▶ **Your task**
The records should be repeated word for word, pictures excluded.

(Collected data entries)
/---
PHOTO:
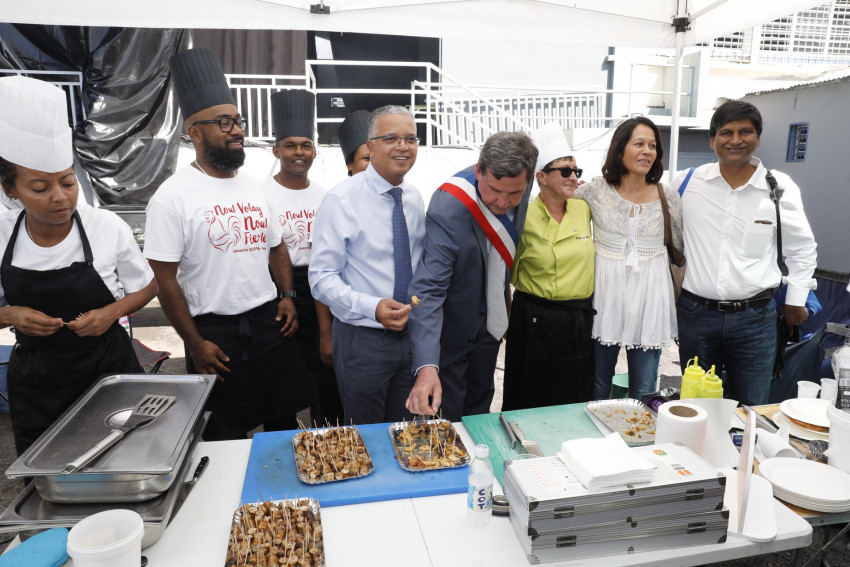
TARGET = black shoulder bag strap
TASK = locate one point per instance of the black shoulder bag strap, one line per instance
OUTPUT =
(776, 193)
(781, 339)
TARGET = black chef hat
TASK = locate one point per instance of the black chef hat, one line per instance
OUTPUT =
(293, 114)
(199, 81)
(353, 132)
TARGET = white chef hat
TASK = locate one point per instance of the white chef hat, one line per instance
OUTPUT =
(34, 129)
(551, 144)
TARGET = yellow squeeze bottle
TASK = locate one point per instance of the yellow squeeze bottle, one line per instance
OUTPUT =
(711, 386)
(691, 379)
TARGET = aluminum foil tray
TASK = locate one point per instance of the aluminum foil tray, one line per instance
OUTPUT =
(351, 460)
(632, 419)
(311, 533)
(428, 445)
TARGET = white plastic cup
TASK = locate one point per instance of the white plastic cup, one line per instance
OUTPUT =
(107, 539)
(828, 388)
(839, 438)
(807, 389)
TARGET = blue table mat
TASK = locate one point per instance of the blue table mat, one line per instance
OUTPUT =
(271, 472)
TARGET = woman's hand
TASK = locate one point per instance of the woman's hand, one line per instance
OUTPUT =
(30, 321)
(93, 323)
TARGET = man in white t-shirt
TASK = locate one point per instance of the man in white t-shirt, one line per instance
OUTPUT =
(727, 312)
(295, 199)
(210, 241)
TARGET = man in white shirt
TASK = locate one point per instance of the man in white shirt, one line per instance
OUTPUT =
(727, 314)
(210, 241)
(295, 198)
(367, 239)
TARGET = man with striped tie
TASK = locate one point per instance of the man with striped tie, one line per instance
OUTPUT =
(367, 238)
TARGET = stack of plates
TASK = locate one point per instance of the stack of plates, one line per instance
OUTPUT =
(808, 484)
(806, 418)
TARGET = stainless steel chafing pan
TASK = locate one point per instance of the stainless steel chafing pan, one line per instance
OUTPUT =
(139, 467)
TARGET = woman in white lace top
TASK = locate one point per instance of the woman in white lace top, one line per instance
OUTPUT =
(633, 294)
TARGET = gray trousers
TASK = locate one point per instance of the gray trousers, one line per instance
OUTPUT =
(373, 373)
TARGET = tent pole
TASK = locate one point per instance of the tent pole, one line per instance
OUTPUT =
(682, 24)
(677, 97)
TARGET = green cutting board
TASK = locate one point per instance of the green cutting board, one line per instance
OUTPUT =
(549, 426)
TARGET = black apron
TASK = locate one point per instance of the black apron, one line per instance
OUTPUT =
(326, 405)
(267, 381)
(47, 374)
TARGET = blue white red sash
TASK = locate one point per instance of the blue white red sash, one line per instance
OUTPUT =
(499, 229)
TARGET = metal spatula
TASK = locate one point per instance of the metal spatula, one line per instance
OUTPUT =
(151, 407)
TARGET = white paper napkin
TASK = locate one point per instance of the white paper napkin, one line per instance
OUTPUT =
(600, 463)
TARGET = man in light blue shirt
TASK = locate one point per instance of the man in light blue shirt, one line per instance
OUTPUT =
(359, 266)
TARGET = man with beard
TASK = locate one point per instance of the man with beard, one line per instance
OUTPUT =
(295, 198)
(210, 241)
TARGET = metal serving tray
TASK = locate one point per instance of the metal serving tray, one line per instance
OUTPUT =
(609, 416)
(304, 476)
(316, 518)
(29, 511)
(140, 466)
(402, 456)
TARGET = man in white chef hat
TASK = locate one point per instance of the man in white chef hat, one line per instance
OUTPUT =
(62, 268)
(549, 348)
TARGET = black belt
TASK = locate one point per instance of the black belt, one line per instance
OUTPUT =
(381, 331)
(733, 305)
(560, 304)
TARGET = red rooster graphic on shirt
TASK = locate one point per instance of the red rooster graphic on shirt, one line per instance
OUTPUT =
(223, 234)
(294, 232)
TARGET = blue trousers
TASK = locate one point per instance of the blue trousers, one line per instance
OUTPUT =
(373, 373)
(643, 370)
(742, 344)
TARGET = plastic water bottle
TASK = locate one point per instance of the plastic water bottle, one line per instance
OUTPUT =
(691, 379)
(479, 493)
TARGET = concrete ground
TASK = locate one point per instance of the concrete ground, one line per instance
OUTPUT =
(151, 327)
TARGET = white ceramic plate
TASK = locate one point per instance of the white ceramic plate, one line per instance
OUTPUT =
(798, 430)
(807, 410)
(813, 482)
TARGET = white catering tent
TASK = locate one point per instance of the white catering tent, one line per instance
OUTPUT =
(635, 23)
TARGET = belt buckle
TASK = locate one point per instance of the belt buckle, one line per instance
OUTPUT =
(729, 306)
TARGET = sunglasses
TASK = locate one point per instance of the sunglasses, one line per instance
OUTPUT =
(565, 171)
(225, 124)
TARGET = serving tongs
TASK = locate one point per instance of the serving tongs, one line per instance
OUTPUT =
(149, 408)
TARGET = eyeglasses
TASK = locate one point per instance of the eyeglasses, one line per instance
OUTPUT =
(225, 124)
(565, 171)
(392, 139)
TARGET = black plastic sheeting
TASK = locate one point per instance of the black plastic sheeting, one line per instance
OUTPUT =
(129, 139)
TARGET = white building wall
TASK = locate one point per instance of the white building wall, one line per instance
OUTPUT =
(823, 177)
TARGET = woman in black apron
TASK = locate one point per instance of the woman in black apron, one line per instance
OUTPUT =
(66, 319)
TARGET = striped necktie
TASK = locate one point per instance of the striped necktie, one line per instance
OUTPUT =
(401, 250)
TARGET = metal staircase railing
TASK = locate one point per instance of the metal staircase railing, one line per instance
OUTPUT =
(453, 113)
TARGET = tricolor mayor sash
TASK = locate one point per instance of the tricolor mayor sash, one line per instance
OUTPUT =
(499, 229)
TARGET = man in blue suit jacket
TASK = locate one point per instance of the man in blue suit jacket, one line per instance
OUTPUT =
\---
▶ **Written response**
PHOTO:
TARGET = black shoulder bag strap
TASK = locate one point per instance of the black shoulder bag strap, one line per instance
OUTPUT =
(776, 193)
(781, 339)
TARGET = black chef hat
TASK = locate one point per instance of the black chef hat, one line per instance
OUTPUT =
(293, 114)
(199, 81)
(353, 132)
TARGET = white chef hat
TASK = locate one point per instance of the white chef hat, one line per instance
OUTPUT =
(34, 129)
(551, 144)
TARGET = yellow squeeze bottle
TASK = locate one point per instance of the yellow squeeze bottle, one line per instance
OUTPUT =
(711, 386)
(691, 379)
TARGET = aluminum foil tray
TASK = locate one point per instance of the aluminum foil tray, one line per instance
OUTPUT =
(351, 460)
(632, 419)
(311, 533)
(428, 445)
TARGET = white plastic cup
TASK = locate one point per instance of the white plastic cup, one line per instance
OUTPUT =
(107, 539)
(828, 388)
(839, 438)
(807, 389)
TARGET = blue table mat
TASK = locate one point per instance of the blue table mat, one line per instance
OUTPUT =
(271, 472)
TARGET = woman's hand
TASK = locate one point per instance of the woman's hand, one line per instance
OUTPUT =
(30, 321)
(93, 323)
TARGET = man in white t-shirt
TASK = locate one point per instance of the man in white t-shirt, one line per instance
OUTPUT =
(727, 312)
(295, 199)
(210, 241)
TARGET = man in white shirt
TASK = locate one point per instance of the man in white shirt, one line per instance
OUTPUT =
(727, 314)
(210, 241)
(295, 198)
(367, 239)
TARGET = man with striped tie
TASK = locate one point per instance of the man with striped tie, one line per instance
OUTPUT =
(367, 238)
TARGET = stack of plates
TASK = locate one point per instance of the stack of plates, one line per instance
OUTPUT =
(808, 484)
(806, 418)
TARGET = stainless steel chafing pan
TASK = locate one point per instance of the stainless steel chafing pan, one line per instance
OUTPUT =
(139, 467)
TARGET = woman in white lace top
TASK = locate one point per instance of the woman in white lace top, one line per instance
OUTPUT =
(633, 294)
TARGET = gray trousers
TASK = locate one point per instance of the gray trousers, one line per instance
OUTPUT =
(373, 373)
TARGET = tent pole
TASK = locate one point per instance of the tent pole, one line per instance
OUTPUT =
(682, 24)
(677, 97)
TARGET = green cutting board
TASK = locate one point per instance of the green cutting board, one line per instance
OUTPUT =
(549, 426)
TARGET = black apron
TASK = locate one point per instance of the black apron, one line per instance
OUTPUT =
(326, 405)
(267, 381)
(47, 374)
TARGET = blue white red sash
TASK = locate one point per instance of the blue white red sash, one line per instance
OUTPUT =
(499, 229)
TARGET = metal spatula
TASK = locate one point per instance of the metal spatula, one line per instance
OUTPUT =
(151, 407)
TARGET = white paper napkin
TASK = locate one point per instance of the white paper napkin, one line per instance
OUTPUT =
(600, 463)
TARGET = man in light blue shirt
TASK = locate one point per instance of the man in light blue shirt, one line per instance
OUTPUT =
(359, 266)
TARGET = man with beard
TASK = locate one point per instance of the man with beard, one line per instance
OUTPUT =
(295, 198)
(210, 241)
TARGET = metal serving tray
TASK = locate one point per instance of the metal serving tray, one line per instance
OUTPUT =
(609, 416)
(304, 476)
(316, 518)
(29, 511)
(140, 466)
(402, 456)
TARGET = man in white chef hat
TASK = locate one point per instance of the man in white chef hat, one line per instance
OUTPUT =
(62, 268)
(549, 348)
TARGET = black belt
TASK = locate one point per instance of the black belt, one line per instance
OUTPUT =
(381, 331)
(733, 305)
(560, 304)
TARGET = red rooster graphic on shirt
TASK = locate one point per instance of the red rooster graphic on shirt, one line per instance
OUTPUT =
(223, 234)
(294, 232)
TARGET = blue trousers
TASK = locate one point per instance of the blue trousers, one line per instance
OUTPUT =
(373, 373)
(643, 370)
(742, 344)
TARGET = plastic water bottle
TASK = locate one point per instance of the plastic water bottle, one line per instance
OUTPUT =
(691, 379)
(479, 493)
TARGET = concrete ground
TASK = locate one point per instance of the concrete ground, one line per instance
OUTPUT =
(151, 327)
TARGET = white ceramic plate
TASK = locate one point per instance of the white ceramic plate, one line per instance
OUTPUT =
(798, 430)
(807, 410)
(813, 482)
TARGET = white catering tent
TASK = locate one point per instance of the white catering tent, one line per instance
OUTPUT =
(635, 23)
TARGET = belt buckle
TASK = locate one point per instance of the belt buckle, one line per instance
OUTPUT =
(729, 306)
TARGET = sunglasses
TASK = locate one point per instance of the sunglasses, one line per instance
OUTPUT =
(565, 171)
(225, 124)
TARGET = serving tongs
TASK = locate one point per instance of the serving tongs, one line per instance
OUTPUT =
(149, 408)
TARGET = eyeglasses
TASK = locate one point per instance of the eyeglasses, one line per instance
OUTPUT =
(225, 124)
(565, 171)
(392, 139)
TARGET = black plastic sheeting
TASK = locate one point per instance of the black plastic sheeting, one line per instance
OUTPUT =
(129, 139)
TARGET = white building wall
TASK = locate one point per instance of the white building wall, one line per instance
OUTPUT =
(823, 177)
TARGET = woman in black apron
TASK = locate one point per instance of the woman in black apron, one line per instance
OUTPUT =
(66, 319)
TARGET = striped necktie
TASK = locate one point per instance of the striped necktie, one line per instance
OUTPUT =
(401, 250)
TARGET = metal staircase railing
TASK = locate one point per instance of the metal staircase railing, one line per instance
OUTPUT =
(453, 113)
TARGET = tricolor mayor sash
TASK = locate one point per instance of the tricolor mayor sash, one line per instance
OUTPUT =
(499, 229)
TARGET = man in blue suit jacket
TASK = locate one point per instance of the man in blue suit jacket, one line per instance
OUTPUT =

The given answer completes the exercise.